------ Document passage

Personal information
- Born: Kristie Stenglein January 24, 1979 (age 47) Albany, New York, U.S.
- Weight: 75 kg (165 lb)

Sport
- Sport: Wrestling

Medal record
Women's freestyle wrestling
Representing the United States
World Championships
| Gold medal – first place | 2000 Sofia | 68 kg |
| Gold medal – first place | 2003 New York City | 67 kg |
| Silver medal – second place | 1996 Sofia | 75 kg |
| Silver medal – second place | 1997 Clermont-Ferrand | 75 kg |
| Silver medal – second place | 1998 Poznań | 75 kg |
| Silver medal – second place | 1999 Boden | 75 kg |
| Silver medal – second place | 2007 Baku | 72 kg |
| Bronze medal – third place | 2002 Chalcis | 67 kg |
| Bronze medal – third place | 2006 Guangzhou | 72 kg |
Pan American Games
| Gold medal – first place | 2007 Rio de Janeiro | 72 kg |

= Kristie Marano =

American sport wrestler (born 1979)

Kristie Davis (née Karen Stenglein, later Kristie Marano, born January 24, 1979) is a wrestler from Albany, New York.

------------
------ Entries shown

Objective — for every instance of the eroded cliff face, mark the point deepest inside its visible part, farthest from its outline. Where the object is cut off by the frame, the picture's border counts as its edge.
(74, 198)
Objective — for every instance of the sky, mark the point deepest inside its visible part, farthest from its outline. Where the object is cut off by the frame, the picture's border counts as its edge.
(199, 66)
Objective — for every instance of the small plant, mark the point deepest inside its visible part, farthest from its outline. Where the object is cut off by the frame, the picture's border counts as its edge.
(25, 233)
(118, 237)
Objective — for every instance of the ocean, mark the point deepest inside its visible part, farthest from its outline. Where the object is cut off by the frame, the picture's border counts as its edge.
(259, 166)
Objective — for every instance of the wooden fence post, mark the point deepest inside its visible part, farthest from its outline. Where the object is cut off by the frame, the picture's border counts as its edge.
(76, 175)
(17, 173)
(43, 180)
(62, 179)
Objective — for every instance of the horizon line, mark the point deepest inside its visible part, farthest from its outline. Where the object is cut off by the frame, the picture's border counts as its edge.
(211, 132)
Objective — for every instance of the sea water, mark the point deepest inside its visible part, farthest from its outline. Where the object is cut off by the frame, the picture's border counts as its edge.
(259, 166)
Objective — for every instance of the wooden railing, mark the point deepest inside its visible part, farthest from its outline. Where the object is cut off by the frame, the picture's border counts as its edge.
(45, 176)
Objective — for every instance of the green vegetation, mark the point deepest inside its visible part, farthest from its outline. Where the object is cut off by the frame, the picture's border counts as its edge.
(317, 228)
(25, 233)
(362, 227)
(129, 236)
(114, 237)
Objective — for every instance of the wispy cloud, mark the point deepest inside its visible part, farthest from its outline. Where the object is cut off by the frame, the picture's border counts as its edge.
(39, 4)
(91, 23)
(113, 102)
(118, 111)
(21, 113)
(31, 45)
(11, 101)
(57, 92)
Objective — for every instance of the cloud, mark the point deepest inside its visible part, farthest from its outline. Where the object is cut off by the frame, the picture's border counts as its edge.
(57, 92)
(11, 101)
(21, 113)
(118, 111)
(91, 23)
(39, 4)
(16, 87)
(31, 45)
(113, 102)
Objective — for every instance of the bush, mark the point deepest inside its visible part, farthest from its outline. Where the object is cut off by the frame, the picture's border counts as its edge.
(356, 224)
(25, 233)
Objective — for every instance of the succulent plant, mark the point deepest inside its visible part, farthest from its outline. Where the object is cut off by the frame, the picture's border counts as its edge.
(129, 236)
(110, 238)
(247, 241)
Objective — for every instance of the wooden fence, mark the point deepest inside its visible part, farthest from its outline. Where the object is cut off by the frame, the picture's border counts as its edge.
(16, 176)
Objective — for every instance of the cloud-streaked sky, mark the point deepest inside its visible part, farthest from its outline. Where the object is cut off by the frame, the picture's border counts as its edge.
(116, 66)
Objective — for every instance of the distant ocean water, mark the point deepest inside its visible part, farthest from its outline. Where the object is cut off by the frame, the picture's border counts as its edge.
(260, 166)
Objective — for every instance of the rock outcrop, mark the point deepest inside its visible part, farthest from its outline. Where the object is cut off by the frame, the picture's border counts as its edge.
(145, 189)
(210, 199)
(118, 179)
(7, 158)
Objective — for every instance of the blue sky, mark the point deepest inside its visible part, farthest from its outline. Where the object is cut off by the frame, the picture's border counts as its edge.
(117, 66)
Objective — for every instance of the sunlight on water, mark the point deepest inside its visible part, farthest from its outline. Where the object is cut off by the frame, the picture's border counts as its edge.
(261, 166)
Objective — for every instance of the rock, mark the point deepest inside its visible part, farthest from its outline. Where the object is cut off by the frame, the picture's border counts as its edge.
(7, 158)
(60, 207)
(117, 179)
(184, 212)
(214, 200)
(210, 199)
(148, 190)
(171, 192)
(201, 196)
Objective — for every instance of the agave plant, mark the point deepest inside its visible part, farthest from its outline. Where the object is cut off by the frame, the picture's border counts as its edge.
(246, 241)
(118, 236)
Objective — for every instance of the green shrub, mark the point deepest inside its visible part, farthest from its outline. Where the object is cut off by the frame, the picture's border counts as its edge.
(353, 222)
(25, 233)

------------

What you are asked to do: Carry on the Kristie Marano profile from the point where it stops. These lines come from a different source than the Kristie Marano profile.

The answer:
Davis won nine medals at the women's World Championships in freestyle wrestling, two of which were gold. In 2004, Davis (who was competing as Kristie Marano at the time) received the James M. Cooke Memorial Award as the New York Athletic Club's (NYAC) Athlete of the Year. She was the third woman to receive this award.

In 2002, she was awarded Women's Wrestler of the Year by USA Wrestling.

Kristie married Link Davis, the head coach of the Emmanuel College wrestling team, and went by Kristie Davis in 2016. She is an alumna of Colonie Central High School and Hudson Valley Community College and Pikes Peak Community College. She has a daughter named Kayla from her first marriage.

Davis came out of retirement in 2016, in an unsuccessful attempt to make the U.S. Olympic team in the 75 kg class.